Supplied passage
They also shot 10 more 3-pointers, but whatever. MAS didn't blame the refs, he merely commented on the Spurs only having 2 team fouls in the 4th quarter, like I did. 

Bowen was fouling Roy; there is no denying this.


----------



## mediocre man (Feb 24, 2004)

2 ****ing fast break points?????
Nate's substitutions at the end of the game were awful. Sergio should have never been taken out. Up by 8 or so with him puyshing the ball and getting into the offense quicker, and we end up losing by 5. 


LOL at Mike Rice saying we had 10 assists on 12 baskets, and that means Zach isn't doing much.


----------



## TiMVP2 (Jun 19, 2003)

whine all ya want homeboy, Duncan was just telling the ref sometihng he wasnt yelling and waving or whatnot.

and how about the punk B udoka? racking duncan thats a no-no


----------



## MAS RipCity (Feb 22, 2003)

Hap said:


> Don't be. Think of this. Our leading scorer had didn't have a great game (not saying he played bad). We're talking about one of the better teams in the league, and we had them on the ropes for all but about 45 minutes of the game.
> 
> We're still young and inexperienced, and truth be told, still have mental lapses.
> 
> ...


I guess. I just loathe the spurs so much its comparable to la. We ahd that game and it was ripped from our graps..losing like that sucks..and it's not a one time occasion. I don't know about many of you, but Portland is realyl the only team I care about, so I don't have other teams to look forward too, so when they lose..it sucks.
And yes, I would cry if ginobli actually ended up a Blazer...it's too bad he never got to play during the bad boy era, otehrwise he'd think twice about flopping.


----------



## LineOFire (Apr 20, 2004)

The Blazers played amazing and the Spurs were lucky to pull out a win. Your young guys weren't intimidated by the Spurs and kept attacking the rim. Please stay healthy next year and hopefully we'll see a return to the playoffs for Portland.


----------



## MARIS61 (Apr 28, 2003)

Hap said:


> The Spurs are perennial title contenders for a reason.


Well, *3* reasons actually. :biggrin:


----------



## MAS RipCity (Feb 22, 2003)

Items
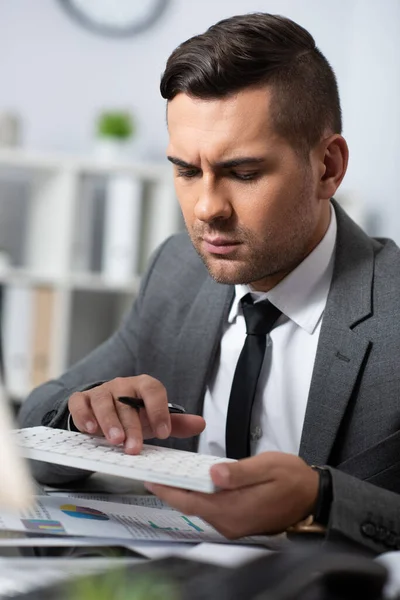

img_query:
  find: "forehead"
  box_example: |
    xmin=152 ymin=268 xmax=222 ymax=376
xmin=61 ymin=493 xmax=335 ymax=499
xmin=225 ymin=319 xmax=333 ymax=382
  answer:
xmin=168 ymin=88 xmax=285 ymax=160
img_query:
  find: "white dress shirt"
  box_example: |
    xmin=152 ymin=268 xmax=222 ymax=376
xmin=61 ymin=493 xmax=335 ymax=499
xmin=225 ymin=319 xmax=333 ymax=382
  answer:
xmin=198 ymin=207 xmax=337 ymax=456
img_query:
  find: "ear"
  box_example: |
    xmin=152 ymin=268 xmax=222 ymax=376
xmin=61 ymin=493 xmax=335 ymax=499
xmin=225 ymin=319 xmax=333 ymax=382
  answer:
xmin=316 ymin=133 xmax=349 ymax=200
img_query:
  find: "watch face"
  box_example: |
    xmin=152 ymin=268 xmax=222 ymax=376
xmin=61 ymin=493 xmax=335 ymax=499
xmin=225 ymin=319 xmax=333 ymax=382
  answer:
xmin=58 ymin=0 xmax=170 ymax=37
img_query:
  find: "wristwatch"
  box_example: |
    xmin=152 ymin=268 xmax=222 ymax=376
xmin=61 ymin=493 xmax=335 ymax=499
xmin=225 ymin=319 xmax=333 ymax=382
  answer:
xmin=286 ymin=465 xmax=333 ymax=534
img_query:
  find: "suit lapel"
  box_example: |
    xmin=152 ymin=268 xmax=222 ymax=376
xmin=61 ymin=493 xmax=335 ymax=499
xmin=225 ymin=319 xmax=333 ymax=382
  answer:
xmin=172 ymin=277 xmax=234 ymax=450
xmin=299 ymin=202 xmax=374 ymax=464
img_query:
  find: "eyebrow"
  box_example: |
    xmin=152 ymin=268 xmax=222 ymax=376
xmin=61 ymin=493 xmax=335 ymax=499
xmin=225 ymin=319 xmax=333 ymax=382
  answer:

What you are asked to do
List every username that heads a post in the forum thread about the Blazers and Spurs game, naming each one only once. The material plays no part here.

Output for this task
mediocre man, TiMVP2, MAS RipCity, LineOFire, MARIS61